> Trecho selecionado:
......
Foi um dia de solidariedade, prazer e organização dedicada para futuras ações e iniciativas. Tudo isso não apenas pela causa do anarquismo, mas também em memória amorosa de Ewan Brown, um anarquista local que infelizmente perdemos e cuja ausência é profundamente sentida.
 
As bancas marcaram forte presença, com uma boa mistura de grupos locais e organizações de âmbito nacional. Da região, participaram o North East Anarchist Group (NEAG), a filial de Northumbria do sindicato IWW, a Food and Solidarity (organização local de ajuda mútua), o Tyneside Anarchist Archive e a campanha Battle of Stockton. Grupos locais de solidariedade à Palestina também estiveram presentes, como o Newcastle PSC e o People Against Rafael (grupo dedicado a fechar uma fábrica de armas de propriedade israelense na região), que compartilharam uma banca. Entre os grupos nacionais e internacionais estavam a AK Press, a PM Press e a Freedom Press. Todas as bancas atraíram bastante atenção ao longo do dia, e por vezes era difícil circular pelas duas salas onde estavam instaladas.
 
O tema das oficinas deste ano foi: “Fluxo criativo: escrevendo, falando, usando sua mente e suas mãos para transformar o mundo ao seu redor”. Foram cinco oficinas no total. O dia começou com uma palestra sobre escrita para pessoas presas, abordando como escrever de forma eficaz para quem está encarcerado. Em seguida, um membro do IWW falou sobre escrita radical e apresentou a nova publicação do sindicato, The Wobbly Times. A Food and Solidarity abordou estratégias e organização comunitária, enquanto o grupo Palestine Action falou sobre ações diretas e como contribuir para desmantelar a máquina de guerra israelense no Reino Unido. As oficinas se encerraram com um espaço de discussão para pessoas trans e não-binárias. Todas as atividades foram bem frequentadas, em especial a fala do Palestine Action, que lotou a sala a ponto de não ser possível se mover, o que demonstra o forte desejo por ações diretas radicais frente ao genocídio.
......
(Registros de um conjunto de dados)
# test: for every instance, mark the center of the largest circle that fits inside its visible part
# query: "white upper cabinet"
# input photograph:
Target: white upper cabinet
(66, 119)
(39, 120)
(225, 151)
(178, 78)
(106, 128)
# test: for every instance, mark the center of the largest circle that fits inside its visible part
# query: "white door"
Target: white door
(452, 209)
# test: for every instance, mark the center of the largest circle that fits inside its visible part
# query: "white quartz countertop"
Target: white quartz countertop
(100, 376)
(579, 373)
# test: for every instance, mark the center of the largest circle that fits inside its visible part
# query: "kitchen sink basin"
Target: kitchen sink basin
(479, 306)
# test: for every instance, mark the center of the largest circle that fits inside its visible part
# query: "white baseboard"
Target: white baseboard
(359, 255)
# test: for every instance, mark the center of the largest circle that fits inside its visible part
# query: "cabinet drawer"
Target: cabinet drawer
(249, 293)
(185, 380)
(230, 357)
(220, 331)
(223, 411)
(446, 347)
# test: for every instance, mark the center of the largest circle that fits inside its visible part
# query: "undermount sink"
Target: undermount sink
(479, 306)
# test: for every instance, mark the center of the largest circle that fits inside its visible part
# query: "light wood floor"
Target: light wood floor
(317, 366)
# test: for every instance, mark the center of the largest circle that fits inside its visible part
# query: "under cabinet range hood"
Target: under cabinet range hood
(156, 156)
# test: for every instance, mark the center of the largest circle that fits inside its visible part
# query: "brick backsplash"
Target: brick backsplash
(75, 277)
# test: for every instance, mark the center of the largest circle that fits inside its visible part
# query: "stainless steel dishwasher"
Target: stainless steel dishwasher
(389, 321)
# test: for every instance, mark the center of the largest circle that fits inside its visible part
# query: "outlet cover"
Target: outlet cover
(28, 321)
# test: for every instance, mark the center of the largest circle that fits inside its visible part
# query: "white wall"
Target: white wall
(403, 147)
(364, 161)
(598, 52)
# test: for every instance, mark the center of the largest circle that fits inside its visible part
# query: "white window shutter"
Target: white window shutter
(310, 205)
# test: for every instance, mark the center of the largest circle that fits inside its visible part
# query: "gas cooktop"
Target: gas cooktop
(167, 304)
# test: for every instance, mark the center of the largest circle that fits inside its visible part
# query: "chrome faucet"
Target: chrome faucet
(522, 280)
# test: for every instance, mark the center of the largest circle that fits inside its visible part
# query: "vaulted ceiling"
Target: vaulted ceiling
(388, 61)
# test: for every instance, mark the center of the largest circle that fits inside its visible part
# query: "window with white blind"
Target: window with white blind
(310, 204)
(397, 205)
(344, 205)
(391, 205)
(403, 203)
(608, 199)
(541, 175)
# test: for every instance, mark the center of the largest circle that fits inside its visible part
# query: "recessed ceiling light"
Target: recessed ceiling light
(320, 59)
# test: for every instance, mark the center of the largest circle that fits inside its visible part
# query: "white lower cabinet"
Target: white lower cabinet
......
> Objetivo declarado A:
Liste todas as linhas das entradas que contêm a palavra "ceiling".
> Objetivo declarado B:
Dê continuidade ao relato sobre o evento anarquista, começando logo após a última frase apresentada.

> Resposta correta A:
# query: "vaulted ceiling"
Target: vaulted ceiling
# query: "recessed ceiling light"
Target: recessed ceiling light

> Resposta correta B:
 
O dia terminou com um show à tarde. As bandas Gaydar, Ketwig Salon e Driven Serious se apresentaram para um público animado. O evento arrecadou fundos significativos para a próxima edição da feira e também ofereceu um merecido momento de descanso e confraternização.
 
A feira teve uma presença excelente ao longo do dia, com o espaço cheio nas salas de bancas, oficinas e no café do Star and Shadow. Com tantas causas locais para se envolver, da solidariedade com a Palestina à ajuda mútua, manter uma presença anarquista nesses espaços é mais importante do que nunca. O anarquismo está claramente em ascensão no Nordeste da Inglaterra, e eventos como esta feira são datas fundamentais no calendário para fortalecer nossa organização para mais um ano de luta.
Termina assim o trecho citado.